Exercise input ▸

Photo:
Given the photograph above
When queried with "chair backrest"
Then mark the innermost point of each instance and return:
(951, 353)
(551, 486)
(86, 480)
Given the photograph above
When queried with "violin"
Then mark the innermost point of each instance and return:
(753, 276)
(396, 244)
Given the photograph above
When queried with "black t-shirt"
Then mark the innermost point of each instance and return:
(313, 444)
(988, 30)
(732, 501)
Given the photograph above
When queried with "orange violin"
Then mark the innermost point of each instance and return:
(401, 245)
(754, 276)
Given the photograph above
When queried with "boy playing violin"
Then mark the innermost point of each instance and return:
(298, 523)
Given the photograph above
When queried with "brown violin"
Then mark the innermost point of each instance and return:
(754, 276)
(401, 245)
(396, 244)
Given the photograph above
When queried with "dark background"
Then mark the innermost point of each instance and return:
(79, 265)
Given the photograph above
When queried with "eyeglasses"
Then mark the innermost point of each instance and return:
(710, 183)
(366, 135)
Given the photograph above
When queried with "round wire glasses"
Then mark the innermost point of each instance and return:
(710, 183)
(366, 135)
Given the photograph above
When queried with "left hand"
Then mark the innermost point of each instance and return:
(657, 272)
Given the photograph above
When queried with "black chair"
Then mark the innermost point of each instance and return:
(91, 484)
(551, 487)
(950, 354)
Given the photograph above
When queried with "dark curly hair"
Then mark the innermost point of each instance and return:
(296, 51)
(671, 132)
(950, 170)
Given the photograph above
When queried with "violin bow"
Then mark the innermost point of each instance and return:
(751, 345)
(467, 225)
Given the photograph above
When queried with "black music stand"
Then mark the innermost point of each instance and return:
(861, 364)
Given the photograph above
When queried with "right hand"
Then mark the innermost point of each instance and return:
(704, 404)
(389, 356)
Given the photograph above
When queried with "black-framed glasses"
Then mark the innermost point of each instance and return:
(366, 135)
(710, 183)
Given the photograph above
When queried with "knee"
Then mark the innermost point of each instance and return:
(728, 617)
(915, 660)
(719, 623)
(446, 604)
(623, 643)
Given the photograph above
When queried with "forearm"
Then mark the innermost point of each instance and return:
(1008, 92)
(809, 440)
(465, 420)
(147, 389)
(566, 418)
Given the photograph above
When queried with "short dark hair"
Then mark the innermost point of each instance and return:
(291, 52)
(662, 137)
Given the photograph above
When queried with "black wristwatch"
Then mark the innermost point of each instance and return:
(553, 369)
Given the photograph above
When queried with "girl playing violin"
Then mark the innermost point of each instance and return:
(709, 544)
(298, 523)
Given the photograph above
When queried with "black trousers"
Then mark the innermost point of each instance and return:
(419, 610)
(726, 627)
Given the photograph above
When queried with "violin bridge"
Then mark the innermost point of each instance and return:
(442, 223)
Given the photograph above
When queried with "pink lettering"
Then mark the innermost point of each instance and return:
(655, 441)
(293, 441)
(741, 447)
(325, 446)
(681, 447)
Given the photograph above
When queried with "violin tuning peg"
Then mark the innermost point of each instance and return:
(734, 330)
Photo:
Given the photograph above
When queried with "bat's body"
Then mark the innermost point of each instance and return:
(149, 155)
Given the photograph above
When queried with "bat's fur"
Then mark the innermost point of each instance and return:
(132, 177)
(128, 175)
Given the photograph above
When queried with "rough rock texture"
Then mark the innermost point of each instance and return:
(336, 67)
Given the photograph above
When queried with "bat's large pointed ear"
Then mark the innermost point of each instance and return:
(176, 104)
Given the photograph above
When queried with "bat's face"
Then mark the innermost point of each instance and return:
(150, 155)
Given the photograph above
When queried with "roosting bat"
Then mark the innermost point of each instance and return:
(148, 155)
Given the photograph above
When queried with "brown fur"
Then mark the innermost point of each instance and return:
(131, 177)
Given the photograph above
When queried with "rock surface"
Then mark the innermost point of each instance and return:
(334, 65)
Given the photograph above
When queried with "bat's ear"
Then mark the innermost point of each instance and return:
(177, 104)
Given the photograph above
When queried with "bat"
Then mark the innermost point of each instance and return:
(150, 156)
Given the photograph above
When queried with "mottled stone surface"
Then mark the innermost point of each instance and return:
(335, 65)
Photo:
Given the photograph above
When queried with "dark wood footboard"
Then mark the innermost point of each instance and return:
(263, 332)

Aim of the task ▸ The records above need copying again. Keep each word as it is.

Task solution ▸
Photo:
Given the photograph above
When queried with "chair backrest"
Then mark the innermost point of each instance and return:
(951, 353)
(551, 486)
(86, 480)
Given the photograph above
When queried with "violin"
Then mark the innermost point of each instance and return:
(753, 276)
(396, 244)
Given the photograph above
When queried with "black t-shirt"
Then mark the innermost point of each instance and return:
(313, 444)
(988, 30)
(732, 501)
Given the photograph above
When queried with "orange violin"
Then mark the innermost point of each instance and return:
(401, 245)
(754, 276)
Given the photograph above
When queried with "boy playing violin"
Then mark the innermost point of each instance and return:
(298, 523)
Given the photograph above
When queried with "brown violin"
Then mark the innermost point of each instance and return:
(754, 276)
(401, 245)
(396, 244)
Given the photograph above
When queried with "dark background"
Then mark the innermost point of each instance and return:
(79, 265)
Given the photograph above
When queried with "eyeglasses"
Then mark the innermost point of each instance and return:
(710, 183)
(366, 135)
Given the photograph above
When queried with "round wire glasses"
Then mark the innermost point of each instance and return:
(710, 183)
(366, 135)
Given the photograph above
When queried with "left hand"
Then mark the innermost point of each instance and return:
(657, 272)
Given the photograph above
When queried with "black chair"
Then mark the innermost point of each instance and return:
(91, 484)
(551, 487)
(950, 354)
Given the photograph above
When queried with "dark curly hair"
Then mark the innermost point of each instance and return:
(296, 51)
(671, 132)
(950, 170)
Given the photograph above
When queried with "violin bow"
Then mark the innermost point of each instance and return:
(751, 345)
(467, 225)
Given the photograph above
When queried with "black music stand"
Then mark the innermost point of each instance and return:
(861, 364)
Given the photograph above
When queried with "right hand"
Then mark the innermost point of each instance and return:
(704, 404)
(389, 356)
Given the photograph above
When queried with "black-framed glasses"
Then mark the innermost point of each instance and return:
(366, 135)
(710, 183)
Given the photograph above
When queried with "knee"
Then mark the innermost point of each instance and return:
(728, 617)
(915, 660)
(719, 623)
(446, 604)
(623, 643)
Given the photograph above
When queried with "forearm"
Then mark the innermost point of each instance and return:
(1008, 92)
(809, 440)
(465, 420)
(147, 389)
(566, 418)
Given the photograph above
When queried with "short dark hair"
Then mark the innermost point of each instance and return:
(291, 52)
(662, 137)
Given the photograph above
When queried with "black wristwatch"
Then mark the innermost point of each instance and return:
(553, 369)
Given the photograph above
When queried with "girl playing violin"
Then mark the innermost point of each instance and return:
(709, 544)
(298, 523)
Given the photograph above
When queried with "black trousers"
Then mark the innermost point of each instance and return:
(419, 610)
(726, 627)
Given the photograph above
When queried with "violin bridge"
Then mark the innermost point of each instance and return:
(442, 223)
Given the photograph above
When queried with "pink lettering"
Then mark the innermost point of each instance and return:
(655, 441)
(293, 441)
(741, 447)
(325, 446)
(681, 447)
Given the photograph above
When queried with "violin tuning peg"
Then mark the innermost point of each instance and return:
(734, 330)
Photo:
Given the photograph above
When queried with "bat's body"
Then mark the innermost point of each instance and return:
(149, 155)
Given the photograph above
When queried with "bat's fur"
Then mark the innermost point of each instance and return:
(132, 177)
(128, 175)
Given the photograph above
When queried with "rough rock texture"
Then mark the innermost point of each instance and return:
(336, 67)
Given the photograph above
When queried with "bat's large pointed ear"
Then mark the innermost point of each instance and return:
(176, 104)
Given the photograph above
When queried with "bat's face"
Then mark the innermost point of each instance and return:
(150, 155)
Given the photograph above
When queried with "roosting bat"
Then mark the innermost point of each instance and return:
(148, 155)
Given the photograph above
When queried with "brown fur"
Then mark the innermost point of each instance and return:
(131, 177)
Given the photograph above
When queried with "rock surface"
Then mark the innermost point of each instance and return:
(334, 65)
Given the photograph above
When queried with "bat's ear"
Then mark the innermost point of each instance and return:
(177, 104)
Given the photograph above
When queried with "bat"
Then mark the innermost point of each instance and return:
(150, 156)
Given the photograph above
When queried with "mottled stone surface"
Then mark the innermost point of each instance and return:
(335, 65)
Photo:
Given the photograph above
When queried with "dark wood footboard"
Then mark the innermost point of each instance and return:
(263, 332)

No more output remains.